◆ **Selected passage**:
--- START ---

Bluetooth as a form of wireless communication technology has been around for years. Many will remember as the first push for wireless technology in general. While things like remote controls had been using infrared for basic interactions, Bluetooth would carve the way for wireless audio, data and media transfer.

From the get-go Bluetooth devices were being developed to connect our homes together as a “Smart home”, with technology reacting to your phone’s presence and commands. Bluetooth also enabled offline file sharing and device control which is paramount in some areas, especially once you leave your Wi-fi network (Or if you don’t have one).

These origins are what led us to the modern world of Bluetooth 5.2. The latest iteration of the network boasts double the speed of a Bluetooth 4.2 device. Where Bluetooth 4 supports 2MBps Bluetooth 5 can support 4MBps. There have been other advancements made in packet loss, security, and pairing methods too, all resulting in Bluetooth remaining a relevant and easy way to connect a whole host of devices.

Understanding this technology and choosing the set-up that’s right for your home will lead you to make the best decisions about your network

When considering a Bluetooth set-up there are many factors to take account of:

  • Do I need a Bluetooth Transmitter or Receiver?

  • Which Audio Devices Can Be Bluetooth-Enabled?

  • Can Modern Bluetooth Headphones Connect to Retro Devices?

  • Which Audio Codec is Best?

  • Does Bluetooth Have Good Sound Quality?

All these queries are necessary steps in making sure you establish a successful and fulfilling network of Bluetooth Audio Transmitters.

Do I need a Bluetooth Transmitter or Receiver?

Bluetooth Transmitter Flow Chart and Bluetooth Receiver Flow Chart

Starting with a simple clarification, Bluetooth Adapters will either be Transmitters, Receivers, or sometimes switch between both. This section will explain which device plays which role within your audio device set-up.

--- END ---

◆ **The request**:
Retype the Bluetooth passage above word for word, from "These origins are" up to and including "Codec is Best?".

◆ **Data extract**:
--- START ---

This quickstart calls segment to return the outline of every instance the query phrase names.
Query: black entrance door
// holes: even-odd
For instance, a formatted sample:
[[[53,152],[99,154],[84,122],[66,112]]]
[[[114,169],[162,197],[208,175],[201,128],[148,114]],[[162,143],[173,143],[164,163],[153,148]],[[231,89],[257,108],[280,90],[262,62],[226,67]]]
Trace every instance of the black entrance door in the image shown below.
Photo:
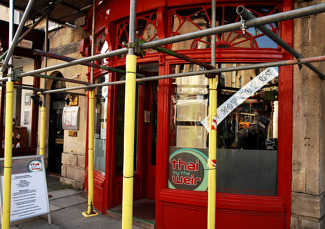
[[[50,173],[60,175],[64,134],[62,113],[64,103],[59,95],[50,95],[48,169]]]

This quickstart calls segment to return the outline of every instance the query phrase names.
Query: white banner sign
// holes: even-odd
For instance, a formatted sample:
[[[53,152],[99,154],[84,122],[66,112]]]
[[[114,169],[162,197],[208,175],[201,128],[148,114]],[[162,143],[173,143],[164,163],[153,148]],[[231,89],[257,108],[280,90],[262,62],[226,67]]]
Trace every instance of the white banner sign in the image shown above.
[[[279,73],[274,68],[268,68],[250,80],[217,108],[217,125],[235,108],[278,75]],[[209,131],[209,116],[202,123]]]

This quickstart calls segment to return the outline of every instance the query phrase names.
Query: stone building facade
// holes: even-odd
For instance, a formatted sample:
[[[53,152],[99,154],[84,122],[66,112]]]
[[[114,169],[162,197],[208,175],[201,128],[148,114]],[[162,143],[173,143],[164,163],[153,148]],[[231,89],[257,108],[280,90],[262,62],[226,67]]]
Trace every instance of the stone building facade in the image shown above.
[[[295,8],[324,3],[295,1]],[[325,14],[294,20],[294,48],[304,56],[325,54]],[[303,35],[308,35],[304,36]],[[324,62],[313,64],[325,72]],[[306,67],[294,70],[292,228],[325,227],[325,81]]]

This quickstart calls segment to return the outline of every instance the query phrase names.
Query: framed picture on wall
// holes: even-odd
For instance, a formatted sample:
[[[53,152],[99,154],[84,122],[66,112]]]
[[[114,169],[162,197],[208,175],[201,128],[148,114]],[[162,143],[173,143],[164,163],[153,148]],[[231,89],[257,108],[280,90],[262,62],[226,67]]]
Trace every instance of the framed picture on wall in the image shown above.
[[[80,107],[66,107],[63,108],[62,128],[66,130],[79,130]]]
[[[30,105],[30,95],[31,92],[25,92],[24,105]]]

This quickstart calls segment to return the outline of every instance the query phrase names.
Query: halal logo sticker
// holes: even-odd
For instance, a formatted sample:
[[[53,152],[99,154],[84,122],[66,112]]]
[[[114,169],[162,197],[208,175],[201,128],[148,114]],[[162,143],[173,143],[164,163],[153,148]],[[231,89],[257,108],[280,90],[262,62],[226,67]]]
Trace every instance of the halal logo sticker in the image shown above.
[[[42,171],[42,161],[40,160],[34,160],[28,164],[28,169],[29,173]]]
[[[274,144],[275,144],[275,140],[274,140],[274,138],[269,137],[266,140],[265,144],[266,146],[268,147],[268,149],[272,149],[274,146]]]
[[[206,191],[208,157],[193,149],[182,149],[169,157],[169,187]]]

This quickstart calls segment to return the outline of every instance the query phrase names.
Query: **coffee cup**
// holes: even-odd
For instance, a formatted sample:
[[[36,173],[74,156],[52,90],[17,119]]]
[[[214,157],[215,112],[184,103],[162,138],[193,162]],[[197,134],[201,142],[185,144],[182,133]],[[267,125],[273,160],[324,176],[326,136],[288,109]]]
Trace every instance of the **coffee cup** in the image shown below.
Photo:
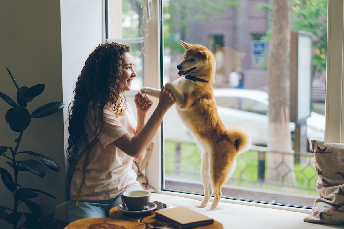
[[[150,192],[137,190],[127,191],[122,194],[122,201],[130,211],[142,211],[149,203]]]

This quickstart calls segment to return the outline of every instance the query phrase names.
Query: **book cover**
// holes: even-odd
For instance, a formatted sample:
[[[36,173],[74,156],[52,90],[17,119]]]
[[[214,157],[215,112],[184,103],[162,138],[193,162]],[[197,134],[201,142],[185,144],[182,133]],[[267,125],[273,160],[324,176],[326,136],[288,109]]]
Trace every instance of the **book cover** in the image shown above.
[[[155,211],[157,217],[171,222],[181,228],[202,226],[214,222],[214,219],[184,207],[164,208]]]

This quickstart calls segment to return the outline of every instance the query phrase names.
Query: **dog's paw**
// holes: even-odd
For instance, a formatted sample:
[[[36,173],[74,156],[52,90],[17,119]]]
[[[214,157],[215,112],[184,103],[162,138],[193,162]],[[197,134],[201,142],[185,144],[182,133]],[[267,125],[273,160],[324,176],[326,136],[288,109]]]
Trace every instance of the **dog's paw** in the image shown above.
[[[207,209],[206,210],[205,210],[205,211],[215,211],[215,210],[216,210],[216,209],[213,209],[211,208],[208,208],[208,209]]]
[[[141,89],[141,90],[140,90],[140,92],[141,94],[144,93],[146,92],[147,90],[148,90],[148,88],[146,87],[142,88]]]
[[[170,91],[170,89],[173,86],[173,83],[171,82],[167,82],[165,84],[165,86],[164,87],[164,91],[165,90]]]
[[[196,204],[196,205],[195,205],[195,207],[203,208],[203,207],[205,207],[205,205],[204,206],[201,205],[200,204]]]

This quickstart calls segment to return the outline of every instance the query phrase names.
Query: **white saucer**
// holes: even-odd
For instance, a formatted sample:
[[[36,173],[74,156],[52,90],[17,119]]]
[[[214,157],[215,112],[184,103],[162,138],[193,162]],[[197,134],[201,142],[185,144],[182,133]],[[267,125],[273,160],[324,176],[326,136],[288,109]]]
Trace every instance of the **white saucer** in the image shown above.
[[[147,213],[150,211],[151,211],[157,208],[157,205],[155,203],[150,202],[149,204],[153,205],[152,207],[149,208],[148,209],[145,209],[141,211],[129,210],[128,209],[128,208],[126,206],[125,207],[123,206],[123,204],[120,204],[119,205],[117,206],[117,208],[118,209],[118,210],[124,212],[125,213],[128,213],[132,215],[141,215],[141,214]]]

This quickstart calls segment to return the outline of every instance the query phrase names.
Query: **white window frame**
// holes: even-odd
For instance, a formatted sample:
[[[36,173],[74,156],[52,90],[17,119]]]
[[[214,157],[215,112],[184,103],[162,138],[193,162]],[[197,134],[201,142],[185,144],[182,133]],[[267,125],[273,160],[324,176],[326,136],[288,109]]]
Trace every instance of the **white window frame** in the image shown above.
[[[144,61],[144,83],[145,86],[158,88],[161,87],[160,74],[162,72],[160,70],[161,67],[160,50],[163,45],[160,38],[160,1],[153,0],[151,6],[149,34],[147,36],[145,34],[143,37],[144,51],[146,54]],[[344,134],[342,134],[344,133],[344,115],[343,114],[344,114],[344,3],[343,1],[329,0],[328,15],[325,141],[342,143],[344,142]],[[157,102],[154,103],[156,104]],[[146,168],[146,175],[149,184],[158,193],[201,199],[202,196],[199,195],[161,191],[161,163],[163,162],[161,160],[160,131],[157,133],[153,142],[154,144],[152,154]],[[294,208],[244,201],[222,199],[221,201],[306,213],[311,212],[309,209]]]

--- END ---

◆ **Output for this task**:
These origins are what led us to the modern world of Bluetooth 5.2. The latest iteration of the network boasts double the speed of a Bluetooth 4.2 device. Where Bluetooth 4 supports 2MBps Bluetooth 5 can support 4MBps. There have been other advancements made in packet loss, security, and pairing methods too, all resulting in Bluetooth remaining a relevant and easy way to connect a whole host of devices.

Understanding this technology and choosing the set-up that’s right for your home will lead you to make the best decisions about your network

When considering a Bluetooth set-up there are many factors to take account of:

  • Do I need a Bluetooth Transmitter or Receiver?

  • Which Audio Devices Can Be Bluetooth-Enabled?

  • Can Modern Bluetooth Headphones Connect to Retro Devices?

  • Which Audio Codec is Best?